Set task:
Please show each line of the items below that contains the word "instance", copied in full. Case counts.
>> Start
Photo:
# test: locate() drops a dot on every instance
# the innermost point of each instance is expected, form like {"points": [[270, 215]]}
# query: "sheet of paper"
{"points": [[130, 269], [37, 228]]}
>> End
Response:
# test: locate() drops a dot on every instance
# the innermost point of each instance is expected, form like {"points": [[270, 215]]}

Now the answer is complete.